This article will be updated regularly based on the most recent medical knowledge.
Since the start of 2020, a new respiratory infection outbreak called COVID-19 has spread through Asia to the rest of the world. This new type of coronavirus is called SARS-CoV-2.
At the beginning, the majority of COVID-19 cases were reported in China, but the outbreak is now affecting the whole world. More than 200 countries have reported COVID-19 infections, with many experiencing widespread transmission. The outbreak has been declared a pandemic by the World Health Organization (WHO) and countries have implemented unprecedented measures to fight the spread of COVID-19. Do you need to be worried? What should you know about this outbreak and the new virus? Our medical professionals answer some of your most frequently asked questions.
How likely am I to catch COVID-19?
COVID-19 has reached almost every country in the world. But if you aren’t in an area where COVID-19 is spreading locally, your chances of getting it are currently still relatively low. If you are in an area with local transmission, you should take the risk seriously and follow the recommended prevention measures. In either case, the situation is changing rapidly, and it’s good to keep up to date on the current situation from your local health authority.
Why do some people get more serious symptoms than others?
While people of all ages are susceptible to COVID-19 infection, four out of five have a mild to moderate illness and recover. Those over 60 years old and with pre-existing medical conditions, such as cardiovascular disease, diabetes, or high blood pressure, are more vulnerable to becoming seriously ill. Children seem to be less affected.
What are the typical COVID-19 symptoms?
Typical symptoms are fever, dry cough, shortness of breath, and fatigue. But COVID-19 patients also showed less typical symptoms like headache, generalized muscle aches and pains, sore throat, diarrhea, reduced or lost sense of smell and taste, runny nose, and red or sore eyes.
Is it possible to be infected without having symptoms?
Evidence is emerging that many people with COVID-19 don’t develop symptoms. A recent study in an affected village in Italy showed that 43.2 percent of confirmed cases didn’t develop any COVID-19 symptoms. Asymptomatic COVID-19 infections may be common in pregnant women, with one study finding only one in ten developed symptoms following infection. Children are also often asymptomatic.
What should I do if I think I’m infected?

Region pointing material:
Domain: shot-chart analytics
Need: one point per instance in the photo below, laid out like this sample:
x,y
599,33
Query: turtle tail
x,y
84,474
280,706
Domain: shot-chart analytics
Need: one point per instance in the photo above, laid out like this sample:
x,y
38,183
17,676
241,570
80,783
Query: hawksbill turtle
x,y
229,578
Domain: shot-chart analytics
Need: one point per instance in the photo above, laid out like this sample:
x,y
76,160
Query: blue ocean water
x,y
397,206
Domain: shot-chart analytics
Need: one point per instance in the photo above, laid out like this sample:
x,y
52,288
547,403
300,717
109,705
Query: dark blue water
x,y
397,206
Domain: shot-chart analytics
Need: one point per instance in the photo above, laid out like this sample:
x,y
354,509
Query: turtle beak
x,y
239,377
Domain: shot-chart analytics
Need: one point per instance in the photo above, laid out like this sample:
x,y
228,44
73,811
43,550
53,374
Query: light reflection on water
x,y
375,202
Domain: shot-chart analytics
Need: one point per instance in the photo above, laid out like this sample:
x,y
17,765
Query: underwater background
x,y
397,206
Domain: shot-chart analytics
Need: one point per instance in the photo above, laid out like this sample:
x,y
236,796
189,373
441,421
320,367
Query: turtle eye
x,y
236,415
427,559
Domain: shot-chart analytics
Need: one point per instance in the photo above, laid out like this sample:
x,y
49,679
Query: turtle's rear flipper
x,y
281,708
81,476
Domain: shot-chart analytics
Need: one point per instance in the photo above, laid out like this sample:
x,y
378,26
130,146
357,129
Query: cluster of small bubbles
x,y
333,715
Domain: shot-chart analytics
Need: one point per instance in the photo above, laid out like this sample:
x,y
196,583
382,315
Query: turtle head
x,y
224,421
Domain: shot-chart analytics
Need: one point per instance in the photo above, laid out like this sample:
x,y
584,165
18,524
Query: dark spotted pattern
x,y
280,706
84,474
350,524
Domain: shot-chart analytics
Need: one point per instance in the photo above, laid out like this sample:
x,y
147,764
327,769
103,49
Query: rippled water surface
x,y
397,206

* [What to produce]
Quote the COVID-19 article word for word from "This article will" to "frequently asked questions.". This material was drawn from a separate source.

* [Expected answer]
This article will be updated regularly based on the most recent medical knowledge.
Since the start of 2020, a new respiratory infection outbreak called COVID-19 has spread through Asia to the rest of the world. This new type of coronavirus is called SARS-CoV-2.
At the beginning, the majority of COVID-19 cases were reported in China, but the outbreak is now affecting the whole world. More than 200 countries have reported COVID-19 infections, with many experiencing widespread transmission. The outbreak has been declared a pandemic by the World Health Organization (WHO) and countries have implemented unprecedented measures to fight the spread of COVID-19. Do you need to be worried? What should you know about this outbreak and the new virus? Our medical professionals answer some of your most frequently asked questions.